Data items
□ □ □ □ □ □ □
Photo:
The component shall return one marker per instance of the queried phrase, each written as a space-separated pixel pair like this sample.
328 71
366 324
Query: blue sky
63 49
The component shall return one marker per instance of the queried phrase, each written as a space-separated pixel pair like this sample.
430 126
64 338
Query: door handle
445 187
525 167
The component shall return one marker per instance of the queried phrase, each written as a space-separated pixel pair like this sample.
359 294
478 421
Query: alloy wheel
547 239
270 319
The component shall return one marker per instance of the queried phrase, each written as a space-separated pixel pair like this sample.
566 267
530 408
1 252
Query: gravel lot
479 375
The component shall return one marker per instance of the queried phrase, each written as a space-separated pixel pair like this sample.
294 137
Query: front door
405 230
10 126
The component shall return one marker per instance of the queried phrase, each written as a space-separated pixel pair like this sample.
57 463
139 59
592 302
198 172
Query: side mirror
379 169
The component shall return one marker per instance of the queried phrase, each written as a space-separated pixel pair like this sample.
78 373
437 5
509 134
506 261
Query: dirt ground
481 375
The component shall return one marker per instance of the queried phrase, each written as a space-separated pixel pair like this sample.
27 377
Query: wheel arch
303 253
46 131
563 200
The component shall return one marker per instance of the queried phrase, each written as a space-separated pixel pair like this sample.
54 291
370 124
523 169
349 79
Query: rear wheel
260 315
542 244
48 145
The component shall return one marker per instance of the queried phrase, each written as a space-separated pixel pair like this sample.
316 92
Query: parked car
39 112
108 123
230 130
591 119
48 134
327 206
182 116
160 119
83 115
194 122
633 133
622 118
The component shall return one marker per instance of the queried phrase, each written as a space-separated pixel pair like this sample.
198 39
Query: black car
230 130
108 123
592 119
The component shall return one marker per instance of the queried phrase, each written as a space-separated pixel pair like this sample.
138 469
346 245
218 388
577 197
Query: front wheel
□ □ □ □ □ □ □
EXERCISE AIM.
Reproduce each entry above without a single difference.

TASK SOLUTION.
Photo:
The component shall return one marker per instance of the queried phrase, each written as a space-separated pixel pair like this sample.
328 71
366 324
Query: blue sky
63 49
The component shall return one marker per instance of the queried phrase, each written as a space-separated pixel pair like this sample.
430 126
64 338
Query: door handle
445 187
525 167
The component shall return one marker per instance of the queried phrase, each written as a space-separated pixel pair like this sample.
359 294
478 421
Query: alloy wheel
547 239
270 319
The component shall return one marker per instance of the queried phrase, each written as a space-separated pixel pair like this sample.
566 267
530 408
1 252
Query: gravel lot
479 375
The component shall return one marker per instance of the queried phrase, each written as a space-separated pixel pair like this sample.
294 137
Query: front door
405 230
10 126
The component shall return one marker per instance of the queried phrase, each written as a space-separated pixel pair like this sample.
57 463
139 59
592 302
198 172
Query: side mirror
379 169
The component shall return one marker per instance of the queried phrase, each written as a space-separated pixel pair like this sample.
78 373
437 5
509 134
506 261
Query: dirt ground
481 375
The component shall return one marker per instance of the queried phrase, each written as a space-separated pixel pair like this sample.
27 377
Query: wheel arch
303 253
46 131
563 200
The component shall return one marker per instance of the queried phrase, each written as a space-separated pixel pair like this sample.
54 291
370 124
523 169
349 79
Query: rear wheel
260 315
542 244
48 145
The component shall return one marker per instance of the queried phrase, each written as a space-separated pixel pair like this sample.
316 92
Query: parked car
39 112
108 123
230 130
591 119
48 134
327 206
182 116
160 119
83 115
194 122
633 133
622 118
The component shall return one marker per instance of the queried phrase, each written as a space-separated pixel pair like this sample.
198 39
Query: black car
230 130
108 123
592 119
The component shall return one marker per instance of the queried phrase, each written as a space-separated pixel pair like this sample.
138 469
346 245
218 388
577 197
Query: front wheel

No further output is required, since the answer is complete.